INSTRUÇÕES:
1. Com base no trecho sobre o Twitter, explique em uma a três frases por que a empresa começou, há dois anos, a pôr em prática as medidas mencionadas.
2. Liste todas as qualidades que, segundo o trecho sobre o Twitter, Jack Dorsey queria que as conversas tivessem.

TRECHO DE ORIGEM:
******************************

Na empresa os dirigentes estão cientes dessa sensação de muitos de seus usuários. De tempos em tempos, a plataforma anuncia medidas destinadas a evitar assédio e insultos. Por exemplo, permitindo ocultar comentários ou, em uma alteração mais recente, deixar que o usuário decida quem pode responder aos tuítes. Mas isso não resolve tudo e às vezes até cria novos problemas.

Esses novos recursos fazem parte das medidas que a empresa começou a pôr em prática há dois anos com o objetivo de dar aos usuários mais controle sobre sua "experiência de conversas". Em março de 2018, Jack Dorsey, cofundador e CEO do Twitter, postou uma sequência de tuítes (um thread) explicando que queria que as conversas fossem mais saudáveis, mais abertas e educadas. Dorsey admitiu não ter "previsto ou entendido as consequências negativas" de "uma conversa instantânea, pública e global".

******************************

ENTRADAS FORNECIDAS:
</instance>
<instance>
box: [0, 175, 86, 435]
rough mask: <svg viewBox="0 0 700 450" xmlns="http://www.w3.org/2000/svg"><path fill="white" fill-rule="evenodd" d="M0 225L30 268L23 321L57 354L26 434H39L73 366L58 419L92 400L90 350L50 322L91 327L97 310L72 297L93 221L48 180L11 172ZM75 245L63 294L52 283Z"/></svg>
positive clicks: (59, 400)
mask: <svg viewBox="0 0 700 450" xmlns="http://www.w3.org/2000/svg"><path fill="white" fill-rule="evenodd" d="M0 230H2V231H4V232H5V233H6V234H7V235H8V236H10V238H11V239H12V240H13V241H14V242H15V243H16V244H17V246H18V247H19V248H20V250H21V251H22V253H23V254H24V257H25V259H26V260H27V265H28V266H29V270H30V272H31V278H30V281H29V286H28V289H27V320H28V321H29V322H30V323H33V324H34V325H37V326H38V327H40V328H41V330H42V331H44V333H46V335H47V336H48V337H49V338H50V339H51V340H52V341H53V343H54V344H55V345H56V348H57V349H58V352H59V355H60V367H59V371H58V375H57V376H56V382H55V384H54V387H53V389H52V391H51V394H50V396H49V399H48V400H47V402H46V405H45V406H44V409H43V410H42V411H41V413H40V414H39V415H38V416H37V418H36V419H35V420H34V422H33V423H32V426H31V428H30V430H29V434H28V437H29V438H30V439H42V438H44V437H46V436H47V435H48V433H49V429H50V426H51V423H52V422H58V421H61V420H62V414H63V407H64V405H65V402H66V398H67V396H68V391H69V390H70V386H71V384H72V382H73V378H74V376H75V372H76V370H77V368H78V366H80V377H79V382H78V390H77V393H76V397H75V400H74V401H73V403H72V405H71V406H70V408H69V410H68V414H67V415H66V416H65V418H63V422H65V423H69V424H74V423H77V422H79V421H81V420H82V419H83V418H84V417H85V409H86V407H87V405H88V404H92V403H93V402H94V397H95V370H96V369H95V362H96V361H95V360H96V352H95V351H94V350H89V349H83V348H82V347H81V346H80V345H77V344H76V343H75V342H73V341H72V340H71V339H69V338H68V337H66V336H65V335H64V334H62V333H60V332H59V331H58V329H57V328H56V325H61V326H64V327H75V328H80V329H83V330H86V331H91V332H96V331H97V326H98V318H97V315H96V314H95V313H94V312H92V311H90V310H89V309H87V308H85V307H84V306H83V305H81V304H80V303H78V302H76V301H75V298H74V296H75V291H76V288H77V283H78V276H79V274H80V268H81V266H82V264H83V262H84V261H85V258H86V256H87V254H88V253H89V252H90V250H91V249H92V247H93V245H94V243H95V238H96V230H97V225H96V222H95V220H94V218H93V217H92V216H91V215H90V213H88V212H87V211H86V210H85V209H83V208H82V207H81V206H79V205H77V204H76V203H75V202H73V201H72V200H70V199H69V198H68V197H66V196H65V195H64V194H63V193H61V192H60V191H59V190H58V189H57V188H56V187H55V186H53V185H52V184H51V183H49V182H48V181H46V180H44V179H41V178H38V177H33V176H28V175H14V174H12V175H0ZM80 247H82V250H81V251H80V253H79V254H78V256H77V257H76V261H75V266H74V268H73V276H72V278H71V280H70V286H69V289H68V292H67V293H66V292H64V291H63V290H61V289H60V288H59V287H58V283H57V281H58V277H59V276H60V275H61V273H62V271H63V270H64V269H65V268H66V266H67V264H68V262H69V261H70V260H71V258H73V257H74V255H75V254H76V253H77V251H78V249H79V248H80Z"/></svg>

******************************

RESULTADOS POR TAREFA:
1. O objetivo era dar aos usuários mais controle sobre sua "experiência de conversas". Em março de 2018, Jack Dorsey explicou que queria que as conversas fossem mais saudáveis, mais abertas e educadas.

2.
- mais saudáveis
- mais abertas
- educadas